Directions:
In the records below, locate the line containing "of the smiling", then extract it and all following lines exactly, ending with the last line.

(Collected data)
BEGIN
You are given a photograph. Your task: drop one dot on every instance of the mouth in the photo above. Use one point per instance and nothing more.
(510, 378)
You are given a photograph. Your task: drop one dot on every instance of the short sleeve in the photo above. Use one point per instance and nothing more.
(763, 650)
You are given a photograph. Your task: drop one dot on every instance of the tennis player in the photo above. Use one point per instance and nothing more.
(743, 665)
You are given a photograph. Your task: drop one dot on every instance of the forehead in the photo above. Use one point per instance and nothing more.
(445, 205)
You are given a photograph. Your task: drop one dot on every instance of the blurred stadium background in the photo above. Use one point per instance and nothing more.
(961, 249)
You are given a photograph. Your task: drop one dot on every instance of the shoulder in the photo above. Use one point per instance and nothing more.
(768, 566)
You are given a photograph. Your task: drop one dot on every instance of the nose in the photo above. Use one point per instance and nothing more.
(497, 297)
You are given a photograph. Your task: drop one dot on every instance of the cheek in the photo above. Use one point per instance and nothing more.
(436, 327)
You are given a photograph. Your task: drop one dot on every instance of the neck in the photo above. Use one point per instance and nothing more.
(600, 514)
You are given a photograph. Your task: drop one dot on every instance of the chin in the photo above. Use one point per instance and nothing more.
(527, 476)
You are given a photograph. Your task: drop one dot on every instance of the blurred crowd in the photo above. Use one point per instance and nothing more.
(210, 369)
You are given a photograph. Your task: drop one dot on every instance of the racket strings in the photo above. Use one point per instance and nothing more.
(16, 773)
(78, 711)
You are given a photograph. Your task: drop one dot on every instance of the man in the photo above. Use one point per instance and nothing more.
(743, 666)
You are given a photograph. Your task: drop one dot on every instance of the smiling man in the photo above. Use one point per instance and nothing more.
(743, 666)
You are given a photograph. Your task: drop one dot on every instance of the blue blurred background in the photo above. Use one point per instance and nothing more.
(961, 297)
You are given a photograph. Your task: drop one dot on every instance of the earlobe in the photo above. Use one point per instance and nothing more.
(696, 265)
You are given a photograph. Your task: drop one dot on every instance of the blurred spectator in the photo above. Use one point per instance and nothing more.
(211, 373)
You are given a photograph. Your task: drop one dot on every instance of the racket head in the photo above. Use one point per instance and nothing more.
END
Result of the task:
You are given a photograph. Your task: drop one dot on every instance of the smiling man in the photo above. Use one point per instance and nothing more.
(743, 666)
You are given a photograph. Your task: drop one dot on every instance of the blue blurred background in the photo above. Use one point per instance and nothing more.
(961, 297)
You are given a photograph. Your task: drop one dot on every instance of the earlobe in the photo above. Use one point per instance and nothing more.
(696, 265)
You are given a photograph. Your task: drop one dot on every instance of the blurred spectator in the photo above. Use one point per instance and nothing more.
(211, 373)
You are given a photograph. Your task: drop one dot on every instance of the racket head in the photo above. Use one point per instance and nothing more.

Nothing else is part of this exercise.